**TEXT BLOCK:**
While CES 2021 is certainly different than usual, plenty of phones have been revealed that are headed for retail shelves this year – and a few futuristic concepts have been teased, too. Here’s all the phones at CES 2021, from today’s best to tomorrow’s most promising ideas.
Let’s limit your expectations up front: plenty of phonemakers have effectively sat out CES 2021, so don’t expect to see lineups or teases from LG, Xiaomi, Huawei, or others. But other brands have gone on undeterred, with Motorola and TCL revealing new budget and mid-range handsets – including the cheapest 5G phones we’ve seen in the US so far.
And, of course, Samsung has jumped ahead of its typical release schedule to unveil its new lineup of flagship phones. While these may not strictly by CES 2021 announcements, rumors suggest we're about to see the Samsung Galaxy S21, S21 Plus, and S21 Ultra on January 14. These will be the first top-tier devices of the year, and set the tone for 2021’s best phones.
But there are some neat phone concepts at CES 2021, too – mostly in the form of rollables, which extend the display sideways to get the kind of screen real estate we’ve only seen in foldables. Several phonemakers are showing off their rollables at CES, and unsurprisingly, they’re the same brands that unveiled rollable full-size TVs in years prior.
So here they are: the biggest phones at CES 2021, and despite this year’s all-digital show, we’ve actually gotten our hands on some of them.
Motorola’s full budget phone lineup
Motorola showed off this year’s G-series phones, some of which had already been released in some form as the G9 line in other regions. But we’re seeing the others for the first time, like the Moto G Stylus 2021 and the Motorola One 5G Ace.
The latter is a refinement of the Motorola One 5G, but with a few trimmed features, the Motorola One 5G Ace comes in as one of the most affordable 5G phones we’ve seen thus far with a starting price of $399 (around £294 / AU$514). With a Qualcomm Snapdragon 750G chipset, 6GB of RAM (in the US version), a triple rear camera (48MP main/8MP ultra-wide/2MP macro), and 5,000mAh battery, it’s the mid-range 5G phone to beat.
The Moto G Stylus has some slight refinements on the 2019 model (which was Motorola’s first G-series stylus phone): a larger 6.8-inch Full HD Plus display (presumably LCD like its predecessor), Snapdragon 678 chipset, the same-size 4,000mAh battery, and a similar triple rear camera array (48MP main, 8MP ultra-wide, 2MP macro). The software has been improved, however, with more features (like splitting the screen to draw on half with an app open in the other half).

**DIRECTIONS FOR THIS TASK:** Print the part of the CES 2021 phones article from "But there are" up to and including "One 5G Ace.", word for word. Rely only on the article about the phones at CES 2021.

**RECORD LIST:**
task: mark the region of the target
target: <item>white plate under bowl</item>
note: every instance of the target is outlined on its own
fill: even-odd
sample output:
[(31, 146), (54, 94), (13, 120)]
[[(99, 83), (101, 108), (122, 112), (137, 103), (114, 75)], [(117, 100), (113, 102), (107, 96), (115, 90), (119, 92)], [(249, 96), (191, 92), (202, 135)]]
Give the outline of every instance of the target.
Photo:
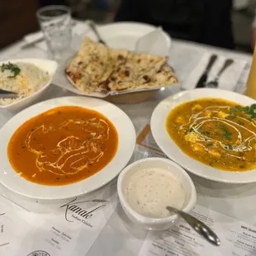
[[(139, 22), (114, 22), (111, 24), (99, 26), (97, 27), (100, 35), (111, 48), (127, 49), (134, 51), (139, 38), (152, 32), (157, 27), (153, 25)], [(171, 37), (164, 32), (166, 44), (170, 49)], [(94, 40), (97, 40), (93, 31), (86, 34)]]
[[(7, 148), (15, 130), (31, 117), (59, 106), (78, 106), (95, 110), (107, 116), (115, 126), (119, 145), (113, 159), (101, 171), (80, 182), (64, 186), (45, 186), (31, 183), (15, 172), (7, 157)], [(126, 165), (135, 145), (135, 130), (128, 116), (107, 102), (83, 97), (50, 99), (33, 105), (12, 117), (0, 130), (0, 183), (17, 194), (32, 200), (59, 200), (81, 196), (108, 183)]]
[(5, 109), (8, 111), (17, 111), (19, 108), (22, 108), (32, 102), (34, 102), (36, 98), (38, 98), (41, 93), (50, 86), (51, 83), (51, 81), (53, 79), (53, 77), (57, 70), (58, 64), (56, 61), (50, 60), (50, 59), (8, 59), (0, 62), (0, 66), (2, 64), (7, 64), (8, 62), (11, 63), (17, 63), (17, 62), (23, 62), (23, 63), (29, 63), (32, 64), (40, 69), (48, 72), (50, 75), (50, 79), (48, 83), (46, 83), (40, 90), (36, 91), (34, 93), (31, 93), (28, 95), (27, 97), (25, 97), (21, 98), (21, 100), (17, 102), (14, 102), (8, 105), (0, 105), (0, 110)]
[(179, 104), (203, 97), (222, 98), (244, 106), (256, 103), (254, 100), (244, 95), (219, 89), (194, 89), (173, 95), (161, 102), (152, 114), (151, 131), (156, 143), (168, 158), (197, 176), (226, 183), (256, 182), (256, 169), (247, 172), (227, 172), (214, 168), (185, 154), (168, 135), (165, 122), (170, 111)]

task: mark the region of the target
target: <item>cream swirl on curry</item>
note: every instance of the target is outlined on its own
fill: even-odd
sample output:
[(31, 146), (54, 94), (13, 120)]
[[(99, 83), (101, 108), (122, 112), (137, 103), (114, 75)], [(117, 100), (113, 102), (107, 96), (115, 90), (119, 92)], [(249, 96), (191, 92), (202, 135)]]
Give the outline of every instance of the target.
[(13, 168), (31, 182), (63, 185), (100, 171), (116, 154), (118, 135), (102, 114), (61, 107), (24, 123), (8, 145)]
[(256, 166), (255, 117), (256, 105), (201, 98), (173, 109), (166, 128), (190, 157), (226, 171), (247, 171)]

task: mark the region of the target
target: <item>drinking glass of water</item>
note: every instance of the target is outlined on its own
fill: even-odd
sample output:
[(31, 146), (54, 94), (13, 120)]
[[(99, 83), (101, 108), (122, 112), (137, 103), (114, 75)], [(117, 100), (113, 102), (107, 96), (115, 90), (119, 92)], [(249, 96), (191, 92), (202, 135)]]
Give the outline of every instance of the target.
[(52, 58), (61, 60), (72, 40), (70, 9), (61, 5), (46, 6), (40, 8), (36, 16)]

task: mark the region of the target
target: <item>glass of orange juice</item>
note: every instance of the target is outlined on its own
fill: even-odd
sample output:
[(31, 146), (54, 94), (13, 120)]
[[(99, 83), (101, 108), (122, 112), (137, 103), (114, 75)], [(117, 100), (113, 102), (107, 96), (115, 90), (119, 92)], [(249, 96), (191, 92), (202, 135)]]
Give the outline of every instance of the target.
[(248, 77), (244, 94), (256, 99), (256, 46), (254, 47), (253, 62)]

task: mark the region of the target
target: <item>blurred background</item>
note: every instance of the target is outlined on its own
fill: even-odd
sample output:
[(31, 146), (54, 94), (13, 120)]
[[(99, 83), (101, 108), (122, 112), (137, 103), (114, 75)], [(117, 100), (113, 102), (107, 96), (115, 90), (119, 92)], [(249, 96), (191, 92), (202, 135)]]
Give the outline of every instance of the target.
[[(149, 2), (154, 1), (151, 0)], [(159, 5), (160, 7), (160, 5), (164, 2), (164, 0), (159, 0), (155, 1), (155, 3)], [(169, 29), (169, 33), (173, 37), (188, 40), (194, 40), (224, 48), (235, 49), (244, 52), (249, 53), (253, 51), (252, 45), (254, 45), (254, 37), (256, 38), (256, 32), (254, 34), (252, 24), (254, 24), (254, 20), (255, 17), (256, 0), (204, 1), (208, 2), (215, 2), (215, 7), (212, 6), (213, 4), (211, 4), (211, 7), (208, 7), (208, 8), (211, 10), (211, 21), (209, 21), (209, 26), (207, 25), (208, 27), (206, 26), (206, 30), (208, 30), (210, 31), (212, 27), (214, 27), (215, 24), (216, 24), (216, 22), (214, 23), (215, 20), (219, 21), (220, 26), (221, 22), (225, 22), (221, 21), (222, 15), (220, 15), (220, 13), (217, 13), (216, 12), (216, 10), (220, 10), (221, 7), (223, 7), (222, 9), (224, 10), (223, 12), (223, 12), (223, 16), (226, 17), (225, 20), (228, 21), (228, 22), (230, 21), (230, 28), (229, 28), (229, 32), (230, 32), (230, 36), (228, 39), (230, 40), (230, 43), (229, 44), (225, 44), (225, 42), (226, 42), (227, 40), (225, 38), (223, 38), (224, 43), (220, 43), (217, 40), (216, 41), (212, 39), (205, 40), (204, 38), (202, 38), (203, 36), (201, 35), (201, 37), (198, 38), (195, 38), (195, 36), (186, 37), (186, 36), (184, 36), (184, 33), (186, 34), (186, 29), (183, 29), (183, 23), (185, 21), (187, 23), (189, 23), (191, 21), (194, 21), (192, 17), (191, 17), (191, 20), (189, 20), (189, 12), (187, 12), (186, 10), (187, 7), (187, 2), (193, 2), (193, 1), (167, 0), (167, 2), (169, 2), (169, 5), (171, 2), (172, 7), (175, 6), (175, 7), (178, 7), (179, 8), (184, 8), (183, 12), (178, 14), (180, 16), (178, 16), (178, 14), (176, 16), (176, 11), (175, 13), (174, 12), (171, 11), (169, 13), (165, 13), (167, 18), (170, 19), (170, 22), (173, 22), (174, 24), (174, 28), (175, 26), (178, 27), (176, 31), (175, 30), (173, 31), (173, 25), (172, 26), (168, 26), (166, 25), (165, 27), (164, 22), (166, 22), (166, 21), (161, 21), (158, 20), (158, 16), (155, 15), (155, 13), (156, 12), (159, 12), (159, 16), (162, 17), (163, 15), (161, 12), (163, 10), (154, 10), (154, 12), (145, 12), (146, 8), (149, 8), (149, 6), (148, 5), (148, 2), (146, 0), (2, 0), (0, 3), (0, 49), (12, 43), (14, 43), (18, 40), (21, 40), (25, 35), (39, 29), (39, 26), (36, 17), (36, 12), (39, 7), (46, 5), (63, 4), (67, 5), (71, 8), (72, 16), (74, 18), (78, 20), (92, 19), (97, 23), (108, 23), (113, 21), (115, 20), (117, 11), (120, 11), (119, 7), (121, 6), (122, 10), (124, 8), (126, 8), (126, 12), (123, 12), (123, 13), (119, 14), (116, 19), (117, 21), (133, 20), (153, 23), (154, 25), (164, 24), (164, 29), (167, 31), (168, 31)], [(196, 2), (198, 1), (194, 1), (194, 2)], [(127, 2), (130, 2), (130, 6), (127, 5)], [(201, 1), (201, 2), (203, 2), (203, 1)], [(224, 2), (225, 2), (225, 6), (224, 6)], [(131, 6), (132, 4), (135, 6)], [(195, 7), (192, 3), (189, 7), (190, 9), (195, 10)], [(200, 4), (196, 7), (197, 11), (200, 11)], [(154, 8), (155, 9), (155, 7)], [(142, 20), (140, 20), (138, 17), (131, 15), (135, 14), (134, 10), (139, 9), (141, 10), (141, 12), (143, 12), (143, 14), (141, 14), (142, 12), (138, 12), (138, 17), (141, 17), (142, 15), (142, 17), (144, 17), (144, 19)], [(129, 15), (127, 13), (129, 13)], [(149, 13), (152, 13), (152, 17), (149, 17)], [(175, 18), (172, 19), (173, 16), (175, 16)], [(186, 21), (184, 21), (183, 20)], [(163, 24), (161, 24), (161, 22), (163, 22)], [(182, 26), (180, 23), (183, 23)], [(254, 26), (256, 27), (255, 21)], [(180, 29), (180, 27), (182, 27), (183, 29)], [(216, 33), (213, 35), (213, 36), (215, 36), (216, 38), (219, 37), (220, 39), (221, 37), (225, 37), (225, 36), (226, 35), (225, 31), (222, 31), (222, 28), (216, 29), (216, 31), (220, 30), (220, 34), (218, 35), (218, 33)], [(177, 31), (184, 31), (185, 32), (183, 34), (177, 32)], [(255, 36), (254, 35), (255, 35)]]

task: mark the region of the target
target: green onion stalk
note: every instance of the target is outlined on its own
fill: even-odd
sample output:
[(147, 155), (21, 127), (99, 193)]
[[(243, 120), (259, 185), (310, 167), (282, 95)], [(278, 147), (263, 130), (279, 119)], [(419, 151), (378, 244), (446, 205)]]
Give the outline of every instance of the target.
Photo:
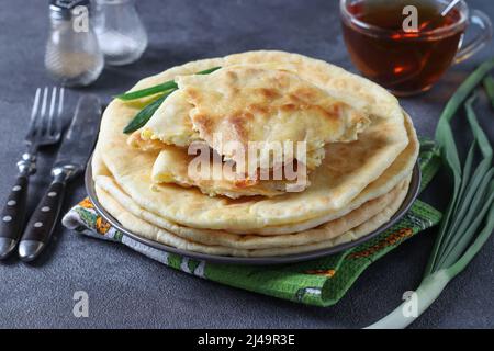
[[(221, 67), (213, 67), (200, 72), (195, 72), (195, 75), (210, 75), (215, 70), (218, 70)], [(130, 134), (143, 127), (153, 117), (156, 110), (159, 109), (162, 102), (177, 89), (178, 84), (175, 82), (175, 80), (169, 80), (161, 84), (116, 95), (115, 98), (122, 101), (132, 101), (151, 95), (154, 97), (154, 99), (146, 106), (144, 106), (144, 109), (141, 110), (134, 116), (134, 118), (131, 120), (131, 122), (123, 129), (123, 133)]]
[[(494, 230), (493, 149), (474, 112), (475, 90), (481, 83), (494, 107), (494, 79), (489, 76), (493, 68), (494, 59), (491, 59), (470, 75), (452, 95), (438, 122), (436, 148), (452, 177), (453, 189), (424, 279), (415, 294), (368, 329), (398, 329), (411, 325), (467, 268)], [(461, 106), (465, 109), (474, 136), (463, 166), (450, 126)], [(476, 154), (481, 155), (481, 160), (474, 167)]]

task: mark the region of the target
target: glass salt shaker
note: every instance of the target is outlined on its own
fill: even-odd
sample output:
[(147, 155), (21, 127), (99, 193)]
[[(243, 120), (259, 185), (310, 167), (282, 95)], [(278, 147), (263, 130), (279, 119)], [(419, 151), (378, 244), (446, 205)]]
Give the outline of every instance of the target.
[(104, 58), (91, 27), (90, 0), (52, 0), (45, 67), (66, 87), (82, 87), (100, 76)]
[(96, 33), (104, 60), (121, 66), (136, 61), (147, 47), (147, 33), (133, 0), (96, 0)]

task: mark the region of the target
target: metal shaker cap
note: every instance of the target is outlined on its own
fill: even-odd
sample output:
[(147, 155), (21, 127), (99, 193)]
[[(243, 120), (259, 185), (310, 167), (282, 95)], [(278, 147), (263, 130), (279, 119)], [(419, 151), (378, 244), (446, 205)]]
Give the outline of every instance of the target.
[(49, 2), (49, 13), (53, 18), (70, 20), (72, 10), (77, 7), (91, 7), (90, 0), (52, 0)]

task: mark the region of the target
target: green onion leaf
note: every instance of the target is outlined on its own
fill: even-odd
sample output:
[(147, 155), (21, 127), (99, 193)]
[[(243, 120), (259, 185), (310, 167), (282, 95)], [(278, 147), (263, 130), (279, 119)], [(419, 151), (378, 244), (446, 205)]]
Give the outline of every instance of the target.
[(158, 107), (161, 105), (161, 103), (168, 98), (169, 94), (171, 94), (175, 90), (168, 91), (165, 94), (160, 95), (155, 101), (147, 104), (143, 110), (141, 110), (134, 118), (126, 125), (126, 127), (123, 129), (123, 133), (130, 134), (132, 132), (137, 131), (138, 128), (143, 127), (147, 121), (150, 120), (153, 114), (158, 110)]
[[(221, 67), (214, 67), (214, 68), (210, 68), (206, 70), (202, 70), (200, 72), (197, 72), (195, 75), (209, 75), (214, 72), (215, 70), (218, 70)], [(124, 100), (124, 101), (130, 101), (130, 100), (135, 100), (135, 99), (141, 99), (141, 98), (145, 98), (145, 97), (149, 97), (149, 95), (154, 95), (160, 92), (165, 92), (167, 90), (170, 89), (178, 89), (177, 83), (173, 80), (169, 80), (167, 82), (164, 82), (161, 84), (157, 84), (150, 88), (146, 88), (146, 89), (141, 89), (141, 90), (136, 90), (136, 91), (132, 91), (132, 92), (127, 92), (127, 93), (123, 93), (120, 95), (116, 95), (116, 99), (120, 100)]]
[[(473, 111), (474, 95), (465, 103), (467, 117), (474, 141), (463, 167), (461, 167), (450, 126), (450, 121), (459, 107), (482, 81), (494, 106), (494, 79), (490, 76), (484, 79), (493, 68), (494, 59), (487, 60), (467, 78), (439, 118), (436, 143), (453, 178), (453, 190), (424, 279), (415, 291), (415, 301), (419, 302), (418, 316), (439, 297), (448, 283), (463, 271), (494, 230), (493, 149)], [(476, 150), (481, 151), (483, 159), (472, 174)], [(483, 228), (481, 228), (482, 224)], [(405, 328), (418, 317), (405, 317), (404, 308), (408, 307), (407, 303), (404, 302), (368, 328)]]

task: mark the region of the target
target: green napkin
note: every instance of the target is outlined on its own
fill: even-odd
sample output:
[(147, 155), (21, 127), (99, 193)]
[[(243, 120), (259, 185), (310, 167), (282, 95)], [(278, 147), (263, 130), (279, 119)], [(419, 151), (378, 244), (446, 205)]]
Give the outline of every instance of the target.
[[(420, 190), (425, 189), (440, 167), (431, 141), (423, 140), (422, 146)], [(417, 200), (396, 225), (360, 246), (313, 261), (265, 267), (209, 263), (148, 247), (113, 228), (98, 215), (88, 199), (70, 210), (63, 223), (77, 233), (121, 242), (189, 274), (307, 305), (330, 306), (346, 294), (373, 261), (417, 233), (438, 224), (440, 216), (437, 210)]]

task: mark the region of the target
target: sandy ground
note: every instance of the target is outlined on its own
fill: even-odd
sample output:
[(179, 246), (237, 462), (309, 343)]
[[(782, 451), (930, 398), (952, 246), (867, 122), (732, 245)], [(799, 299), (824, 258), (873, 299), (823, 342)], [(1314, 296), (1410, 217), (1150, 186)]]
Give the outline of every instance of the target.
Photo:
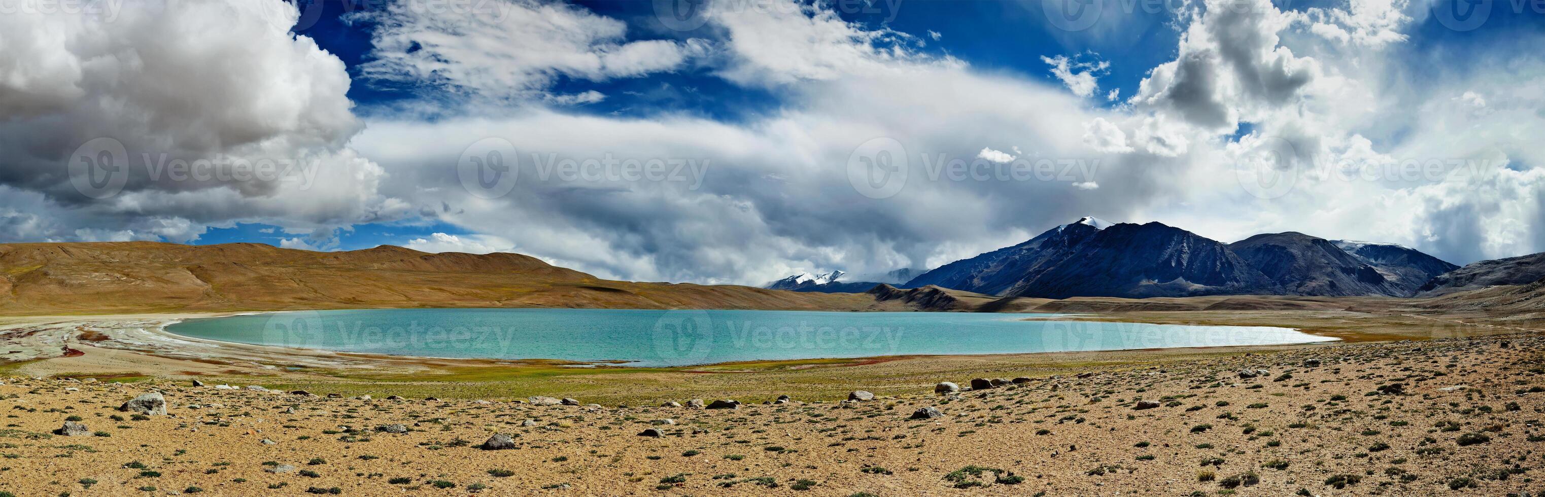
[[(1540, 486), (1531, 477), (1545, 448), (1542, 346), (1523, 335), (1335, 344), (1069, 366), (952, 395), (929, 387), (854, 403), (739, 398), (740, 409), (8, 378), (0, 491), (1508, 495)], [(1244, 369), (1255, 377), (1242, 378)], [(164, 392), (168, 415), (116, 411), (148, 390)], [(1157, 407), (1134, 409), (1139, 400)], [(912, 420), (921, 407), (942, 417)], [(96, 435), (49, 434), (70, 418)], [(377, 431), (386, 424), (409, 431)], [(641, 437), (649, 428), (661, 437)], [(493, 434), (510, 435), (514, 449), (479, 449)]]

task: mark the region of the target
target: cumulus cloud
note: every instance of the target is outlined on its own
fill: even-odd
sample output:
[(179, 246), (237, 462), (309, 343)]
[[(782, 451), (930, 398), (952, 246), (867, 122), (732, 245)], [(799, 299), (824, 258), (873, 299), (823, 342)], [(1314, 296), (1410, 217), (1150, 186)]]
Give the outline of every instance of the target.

**FULL RESPONSE:**
But there are some neat phone concepts at CES 2021, too – mostly in the form of rollables, which extend the display sideways to get the kind of screen real estate we’ve only seen in foldables. Several phonemakers are showing off their rollables at CES, and unsurprisingly, they’re the same brands that unveiled rollable full-size TVs in years prior.
So here they are: the biggest phones at CES 2021, and despite this year’s all-digital show, we’ve actually gotten our hands on some of them.
Motorola’s full budget phone lineup
Motorola showed off this year’s G-series phones, some of which had already been released in some form as the G9 line in other regions. But we’re seeing the others for the first time, like the Moto G Stylus 2021 and the Motorola One 5G Ace.